**Task requirements**
Nothing but the lines from the one with "tag the green" through the last line of the entries below should appear in the copy, please, and no pictures.

**Dataset excerpts**

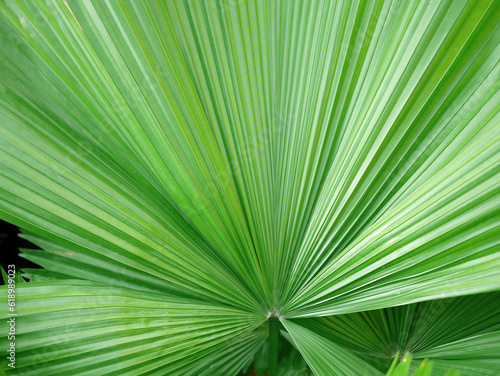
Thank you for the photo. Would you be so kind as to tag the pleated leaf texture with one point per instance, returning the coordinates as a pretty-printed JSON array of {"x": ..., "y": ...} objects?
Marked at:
[{"x": 190, "y": 168}]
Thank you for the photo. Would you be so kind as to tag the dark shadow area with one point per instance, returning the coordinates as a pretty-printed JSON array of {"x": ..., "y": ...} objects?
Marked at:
[{"x": 10, "y": 243}]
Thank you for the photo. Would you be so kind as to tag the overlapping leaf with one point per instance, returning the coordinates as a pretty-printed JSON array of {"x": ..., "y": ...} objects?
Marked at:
[{"x": 231, "y": 158}]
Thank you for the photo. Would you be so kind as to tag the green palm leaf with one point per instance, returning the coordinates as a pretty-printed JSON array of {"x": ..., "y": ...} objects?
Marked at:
[{"x": 191, "y": 169}]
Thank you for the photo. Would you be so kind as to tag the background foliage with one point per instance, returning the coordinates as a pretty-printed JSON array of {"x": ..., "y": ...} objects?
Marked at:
[{"x": 189, "y": 168}]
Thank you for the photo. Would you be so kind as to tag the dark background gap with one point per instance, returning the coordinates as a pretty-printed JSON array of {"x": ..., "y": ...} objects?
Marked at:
[{"x": 10, "y": 243}]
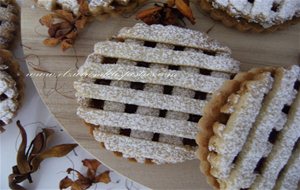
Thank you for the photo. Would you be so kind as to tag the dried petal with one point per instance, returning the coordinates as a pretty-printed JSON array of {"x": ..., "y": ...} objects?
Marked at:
[
  {"x": 81, "y": 23},
  {"x": 66, "y": 44},
  {"x": 66, "y": 15},
  {"x": 53, "y": 29},
  {"x": 92, "y": 166},
  {"x": 13, "y": 182},
  {"x": 36, "y": 145},
  {"x": 22, "y": 162},
  {"x": 48, "y": 134},
  {"x": 184, "y": 8},
  {"x": 56, "y": 151},
  {"x": 51, "y": 42},
  {"x": 65, "y": 183},
  {"x": 79, "y": 175},
  {"x": 148, "y": 12},
  {"x": 84, "y": 7},
  {"x": 72, "y": 35},
  {"x": 171, "y": 3},
  {"x": 82, "y": 184},
  {"x": 103, "y": 177},
  {"x": 47, "y": 20}
]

**Written answer**
Thank you for the photo. Would you be so kind as to tag the green palm leaf with one point per instance, returning the coordinates as a pretty-printed JSON array of {"x": ..., "y": ...} objects?
Marked at:
[{"x": 191, "y": 169}]
Thank you for the photo. Would you be so kind as to tag the background foliage with one point per instance, returning the coordinates as a pretty-printed JSON array of {"x": ..., "y": ...} objects?
Marked at:
[{"x": 189, "y": 168}]
Thank you for the photo. Would you be so kind as to tag the dark background gap with one point per instance, returning the coordinates as a pretty-printed JSON array of {"x": ..., "y": ...} objects?
Marked at:
[{"x": 10, "y": 243}]
Thank you for the photo. Would you be so kind as to tag the dried petal with one point per instance, returning the coordinates as a pretty-printed JSON array of {"x": ..., "y": ...} objects?
Marked at:
[
  {"x": 81, "y": 23},
  {"x": 66, "y": 44},
  {"x": 66, "y": 15},
  {"x": 53, "y": 29},
  {"x": 92, "y": 166},
  {"x": 13, "y": 182},
  {"x": 36, "y": 145},
  {"x": 22, "y": 162},
  {"x": 48, "y": 134},
  {"x": 184, "y": 8},
  {"x": 56, "y": 151},
  {"x": 51, "y": 42},
  {"x": 65, "y": 183},
  {"x": 79, "y": 175},
  {"x": 148, "y": 12},
  {"x": 84, "y": 7},
  {"x": 72, "y": 35},
  {"x": 171, "y": 3},
  {"x": 82, "y": 184},
  {"x": 103, "y": 177},
  {"x": 47, "y": 20}
]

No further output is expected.